Reproduce all of the lines below, requests included, raising every x and y coordinate in the answers by 137.

[A series of records]
----------

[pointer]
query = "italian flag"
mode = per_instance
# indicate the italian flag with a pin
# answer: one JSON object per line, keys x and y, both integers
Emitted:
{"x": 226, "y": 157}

----------

**Correct response**
[pointer]
query = "italian flag"
mode = per_instance
# indicate the italian flag with a pin
# answer: one JSON object per line, keys x and y, both integers
Emitted:
{"x": 363, "y": 294}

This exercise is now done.